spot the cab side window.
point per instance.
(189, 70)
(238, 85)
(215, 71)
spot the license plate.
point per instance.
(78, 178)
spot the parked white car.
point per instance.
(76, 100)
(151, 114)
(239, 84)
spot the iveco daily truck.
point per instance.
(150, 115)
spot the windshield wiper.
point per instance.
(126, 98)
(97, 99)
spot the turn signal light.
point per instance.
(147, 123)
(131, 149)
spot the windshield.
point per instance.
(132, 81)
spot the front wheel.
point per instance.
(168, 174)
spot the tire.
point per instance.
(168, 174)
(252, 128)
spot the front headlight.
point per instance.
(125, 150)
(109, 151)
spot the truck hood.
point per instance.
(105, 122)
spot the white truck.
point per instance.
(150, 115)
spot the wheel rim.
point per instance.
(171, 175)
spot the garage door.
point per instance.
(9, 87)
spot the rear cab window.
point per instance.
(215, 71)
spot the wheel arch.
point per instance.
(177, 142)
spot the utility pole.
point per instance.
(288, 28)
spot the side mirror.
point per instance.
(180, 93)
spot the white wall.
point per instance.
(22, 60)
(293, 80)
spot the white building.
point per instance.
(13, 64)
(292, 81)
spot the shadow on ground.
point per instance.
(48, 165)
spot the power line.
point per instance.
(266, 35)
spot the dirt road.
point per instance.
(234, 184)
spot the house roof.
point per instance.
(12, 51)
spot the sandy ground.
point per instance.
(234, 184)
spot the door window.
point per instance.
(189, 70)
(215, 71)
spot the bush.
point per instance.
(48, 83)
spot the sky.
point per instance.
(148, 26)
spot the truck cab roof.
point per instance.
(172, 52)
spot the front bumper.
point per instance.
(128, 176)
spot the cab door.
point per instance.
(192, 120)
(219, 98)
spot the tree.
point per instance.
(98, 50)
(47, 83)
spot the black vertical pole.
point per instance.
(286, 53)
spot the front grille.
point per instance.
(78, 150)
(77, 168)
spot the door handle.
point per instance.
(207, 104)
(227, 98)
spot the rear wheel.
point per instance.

--

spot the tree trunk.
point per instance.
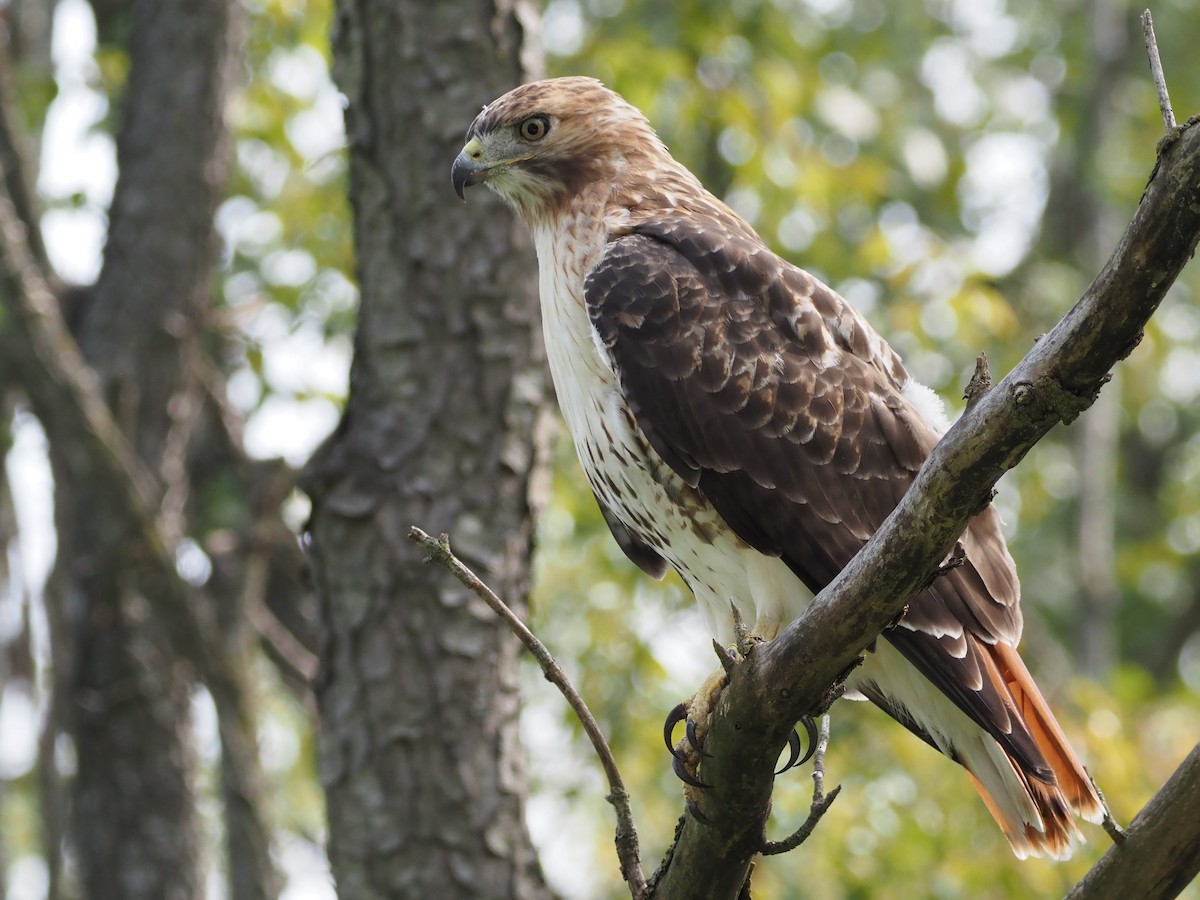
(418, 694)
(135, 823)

**TASK**
Pick out every line in the material above that contains the string "pole", and copy each one. Case counts.

**EXERCISE SOLUTION**
spot the utility pole.
spot the black vertical pole.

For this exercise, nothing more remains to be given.